#### [Written task]
Edit the listing below, starting at the line that contains "Indicate the mouth" and ending at the line that contains "x=198, y=316", so that "shaped like" becomes "formatted as" and nothing else changes. Give back only those lines, without the pictures.

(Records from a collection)
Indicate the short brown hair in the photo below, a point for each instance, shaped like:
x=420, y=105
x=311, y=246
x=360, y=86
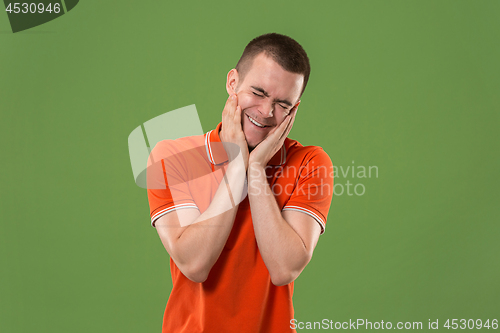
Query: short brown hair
x=282, y=49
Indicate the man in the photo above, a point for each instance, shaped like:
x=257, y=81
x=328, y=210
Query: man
x=233, y=256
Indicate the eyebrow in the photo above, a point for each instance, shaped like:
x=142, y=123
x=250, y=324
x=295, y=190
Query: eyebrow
x=261, y=90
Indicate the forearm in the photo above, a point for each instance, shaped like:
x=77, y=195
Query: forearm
x=283, y=251
x=198, y=247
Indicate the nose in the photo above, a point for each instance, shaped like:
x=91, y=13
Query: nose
x=266, y=109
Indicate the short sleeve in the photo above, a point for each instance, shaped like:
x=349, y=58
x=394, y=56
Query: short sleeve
x=314, y=190
x=167, y=181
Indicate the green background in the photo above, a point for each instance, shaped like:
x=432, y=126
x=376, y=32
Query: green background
x=411, y=87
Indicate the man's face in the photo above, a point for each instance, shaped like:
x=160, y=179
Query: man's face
x=266, y=96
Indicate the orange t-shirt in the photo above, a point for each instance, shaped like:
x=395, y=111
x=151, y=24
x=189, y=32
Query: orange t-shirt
x=238, y=295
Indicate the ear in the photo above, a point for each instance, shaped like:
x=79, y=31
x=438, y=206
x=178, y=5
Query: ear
x=232, y=81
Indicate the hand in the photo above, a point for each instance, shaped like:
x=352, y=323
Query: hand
x=265, y=150
x=232, y=131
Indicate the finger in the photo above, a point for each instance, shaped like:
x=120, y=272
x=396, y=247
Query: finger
x=288, y=122
x=237, y=115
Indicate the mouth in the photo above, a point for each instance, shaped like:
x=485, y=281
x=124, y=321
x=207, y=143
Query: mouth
x=256, y=123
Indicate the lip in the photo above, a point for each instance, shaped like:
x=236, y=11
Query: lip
x=261, y=128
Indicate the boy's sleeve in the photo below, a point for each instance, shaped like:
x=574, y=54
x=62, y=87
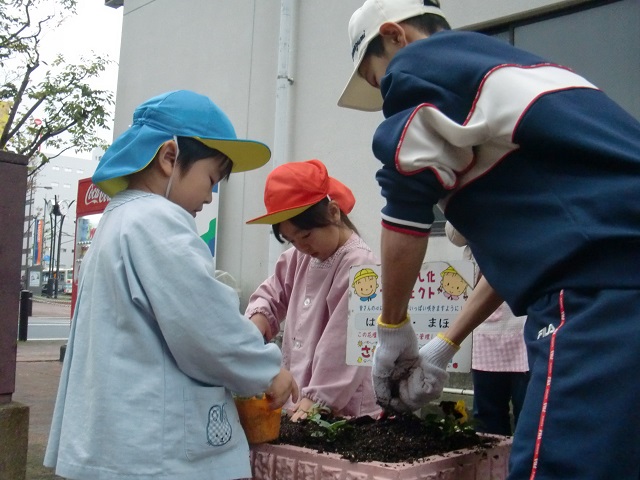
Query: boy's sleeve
x=271, y=298
x=198, y=316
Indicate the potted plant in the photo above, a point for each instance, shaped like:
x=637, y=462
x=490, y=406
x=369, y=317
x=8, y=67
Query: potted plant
x=259, y=422
x=435, y=446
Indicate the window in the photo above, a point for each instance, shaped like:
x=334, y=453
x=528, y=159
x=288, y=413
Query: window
x=610, y=61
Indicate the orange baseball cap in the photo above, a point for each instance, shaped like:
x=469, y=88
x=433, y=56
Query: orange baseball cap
x=294, y=187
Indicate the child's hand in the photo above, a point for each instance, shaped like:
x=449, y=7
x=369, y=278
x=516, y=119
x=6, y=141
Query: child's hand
x=261, y=321
x=282, y=386
x=301, y=409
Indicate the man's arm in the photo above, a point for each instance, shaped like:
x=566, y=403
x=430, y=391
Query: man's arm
x=402, y=258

#### [Response for this exercise]
Indicate the mouth in the photo above, a point for each instance, formatted as:
x=485, y=281
x=124, y=321
x=207, y=143
Query: mouth
x=256, y=123
Indicate the lip in the photo above, a point for each instance, formatted as:
x=236, y=11
Query: lip
x=261, y=128
Indicate the boy's sleeve in the photo below, a point for each instance, formatted as:
x=574, y=54
x=62, y=87
Query: boy's sleeve
x=271, y=298
x=198, y=316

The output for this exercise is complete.